--- RECORD EXTRACTS ---

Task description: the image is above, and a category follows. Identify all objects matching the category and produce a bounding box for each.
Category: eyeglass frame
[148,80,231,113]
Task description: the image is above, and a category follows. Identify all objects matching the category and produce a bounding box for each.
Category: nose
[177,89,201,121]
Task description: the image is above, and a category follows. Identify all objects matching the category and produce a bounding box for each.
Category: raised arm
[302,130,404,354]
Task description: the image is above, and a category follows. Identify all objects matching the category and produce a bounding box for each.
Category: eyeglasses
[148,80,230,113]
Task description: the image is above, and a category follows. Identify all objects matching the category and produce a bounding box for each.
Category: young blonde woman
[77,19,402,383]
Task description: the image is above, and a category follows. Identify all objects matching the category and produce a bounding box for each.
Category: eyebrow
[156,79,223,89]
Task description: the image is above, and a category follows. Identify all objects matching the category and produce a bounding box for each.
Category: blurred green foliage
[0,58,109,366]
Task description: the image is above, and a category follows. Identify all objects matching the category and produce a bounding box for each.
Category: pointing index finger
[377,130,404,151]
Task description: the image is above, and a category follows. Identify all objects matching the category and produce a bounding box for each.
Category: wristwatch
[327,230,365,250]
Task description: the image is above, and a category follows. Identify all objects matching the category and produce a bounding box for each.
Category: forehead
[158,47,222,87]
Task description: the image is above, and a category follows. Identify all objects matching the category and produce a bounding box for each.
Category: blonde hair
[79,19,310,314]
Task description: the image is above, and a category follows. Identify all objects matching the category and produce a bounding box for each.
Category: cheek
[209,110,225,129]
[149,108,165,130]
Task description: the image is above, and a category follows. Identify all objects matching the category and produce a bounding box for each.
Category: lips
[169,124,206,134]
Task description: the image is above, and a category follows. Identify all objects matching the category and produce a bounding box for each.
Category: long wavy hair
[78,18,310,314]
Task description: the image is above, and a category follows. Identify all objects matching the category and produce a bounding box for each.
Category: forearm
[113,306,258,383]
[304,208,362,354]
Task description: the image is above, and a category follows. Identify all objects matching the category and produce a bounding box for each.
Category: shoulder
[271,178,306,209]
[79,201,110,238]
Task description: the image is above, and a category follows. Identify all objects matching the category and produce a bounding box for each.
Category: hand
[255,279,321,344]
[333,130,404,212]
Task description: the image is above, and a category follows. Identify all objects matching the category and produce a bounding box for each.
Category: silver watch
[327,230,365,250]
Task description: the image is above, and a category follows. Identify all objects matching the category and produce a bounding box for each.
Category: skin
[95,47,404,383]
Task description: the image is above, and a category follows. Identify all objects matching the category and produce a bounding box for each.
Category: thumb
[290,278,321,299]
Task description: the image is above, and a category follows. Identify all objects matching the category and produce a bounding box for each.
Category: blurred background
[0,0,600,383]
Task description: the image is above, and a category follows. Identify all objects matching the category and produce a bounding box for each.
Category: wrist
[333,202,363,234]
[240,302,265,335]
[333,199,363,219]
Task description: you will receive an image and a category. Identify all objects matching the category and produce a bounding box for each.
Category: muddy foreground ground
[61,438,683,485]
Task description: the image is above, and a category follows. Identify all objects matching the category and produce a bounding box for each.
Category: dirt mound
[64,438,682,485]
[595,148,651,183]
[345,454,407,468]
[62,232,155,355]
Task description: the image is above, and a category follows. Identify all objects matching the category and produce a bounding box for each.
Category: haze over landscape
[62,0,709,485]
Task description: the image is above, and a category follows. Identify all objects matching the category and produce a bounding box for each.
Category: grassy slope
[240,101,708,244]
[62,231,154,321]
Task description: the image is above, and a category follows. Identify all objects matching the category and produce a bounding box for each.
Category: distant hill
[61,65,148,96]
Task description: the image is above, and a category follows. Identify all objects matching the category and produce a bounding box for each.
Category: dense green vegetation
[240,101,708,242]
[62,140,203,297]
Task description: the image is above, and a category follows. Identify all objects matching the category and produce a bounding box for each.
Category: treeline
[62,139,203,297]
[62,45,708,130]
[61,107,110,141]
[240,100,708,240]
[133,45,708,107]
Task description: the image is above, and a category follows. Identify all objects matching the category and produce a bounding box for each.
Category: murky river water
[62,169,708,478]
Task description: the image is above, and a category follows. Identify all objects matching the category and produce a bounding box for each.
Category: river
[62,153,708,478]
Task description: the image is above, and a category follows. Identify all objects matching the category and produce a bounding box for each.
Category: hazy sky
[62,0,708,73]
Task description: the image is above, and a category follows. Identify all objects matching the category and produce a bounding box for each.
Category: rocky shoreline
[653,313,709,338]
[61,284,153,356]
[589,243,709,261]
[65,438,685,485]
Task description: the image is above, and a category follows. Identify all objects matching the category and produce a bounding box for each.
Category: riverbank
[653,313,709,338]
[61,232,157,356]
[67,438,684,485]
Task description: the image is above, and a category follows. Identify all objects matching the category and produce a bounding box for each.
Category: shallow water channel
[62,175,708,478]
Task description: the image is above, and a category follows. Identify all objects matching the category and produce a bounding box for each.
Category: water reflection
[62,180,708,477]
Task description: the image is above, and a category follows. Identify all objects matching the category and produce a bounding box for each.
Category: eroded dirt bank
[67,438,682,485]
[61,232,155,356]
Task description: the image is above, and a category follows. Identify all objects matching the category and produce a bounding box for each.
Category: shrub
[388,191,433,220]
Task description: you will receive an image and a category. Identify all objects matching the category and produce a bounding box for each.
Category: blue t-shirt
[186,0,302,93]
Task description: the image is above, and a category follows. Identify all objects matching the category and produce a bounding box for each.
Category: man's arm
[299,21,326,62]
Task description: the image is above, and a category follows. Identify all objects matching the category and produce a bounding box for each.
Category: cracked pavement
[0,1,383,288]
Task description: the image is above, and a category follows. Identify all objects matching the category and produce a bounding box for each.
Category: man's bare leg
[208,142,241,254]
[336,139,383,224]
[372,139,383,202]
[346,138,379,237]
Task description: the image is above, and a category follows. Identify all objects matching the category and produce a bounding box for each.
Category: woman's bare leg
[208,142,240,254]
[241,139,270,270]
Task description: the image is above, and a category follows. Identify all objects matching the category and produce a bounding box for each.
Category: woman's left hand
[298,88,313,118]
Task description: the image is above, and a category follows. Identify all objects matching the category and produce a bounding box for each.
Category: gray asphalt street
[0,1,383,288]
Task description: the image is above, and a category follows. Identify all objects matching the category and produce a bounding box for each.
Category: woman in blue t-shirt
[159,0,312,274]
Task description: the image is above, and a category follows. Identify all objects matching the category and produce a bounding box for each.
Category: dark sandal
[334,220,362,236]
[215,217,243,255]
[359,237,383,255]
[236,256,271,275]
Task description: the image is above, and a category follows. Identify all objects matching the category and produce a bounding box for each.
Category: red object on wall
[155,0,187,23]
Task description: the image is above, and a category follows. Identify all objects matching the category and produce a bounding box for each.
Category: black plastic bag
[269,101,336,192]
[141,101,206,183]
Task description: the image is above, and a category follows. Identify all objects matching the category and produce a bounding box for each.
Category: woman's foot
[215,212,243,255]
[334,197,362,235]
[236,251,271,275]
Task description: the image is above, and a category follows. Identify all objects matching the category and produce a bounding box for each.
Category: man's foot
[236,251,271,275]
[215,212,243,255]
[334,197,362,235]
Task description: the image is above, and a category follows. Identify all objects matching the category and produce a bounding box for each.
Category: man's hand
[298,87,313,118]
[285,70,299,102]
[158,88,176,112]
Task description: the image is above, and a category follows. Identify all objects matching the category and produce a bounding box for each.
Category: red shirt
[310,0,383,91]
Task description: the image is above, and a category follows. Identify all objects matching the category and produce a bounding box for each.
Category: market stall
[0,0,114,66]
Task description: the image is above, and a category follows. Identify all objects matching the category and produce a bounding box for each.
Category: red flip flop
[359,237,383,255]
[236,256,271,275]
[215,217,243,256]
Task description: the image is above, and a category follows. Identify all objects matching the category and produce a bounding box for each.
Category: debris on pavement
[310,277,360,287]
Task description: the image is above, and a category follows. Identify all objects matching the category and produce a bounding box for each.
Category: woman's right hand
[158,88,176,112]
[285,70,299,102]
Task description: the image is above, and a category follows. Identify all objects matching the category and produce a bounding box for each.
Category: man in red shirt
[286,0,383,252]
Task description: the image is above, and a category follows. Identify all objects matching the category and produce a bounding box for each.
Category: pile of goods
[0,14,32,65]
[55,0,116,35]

---

Take the stretch from the start of the items through the line containing "[148,80,231,113]" and write it out again, changing "eyeglass frame" to "spectacle frame" and keeping everything else the same.

* **FULL OUTPUT**:
Task description: the image is above, and a category follows. Identify all objects matching the category and produce a bounding box for each.
Category: spectacle frame
[148,80,231,113]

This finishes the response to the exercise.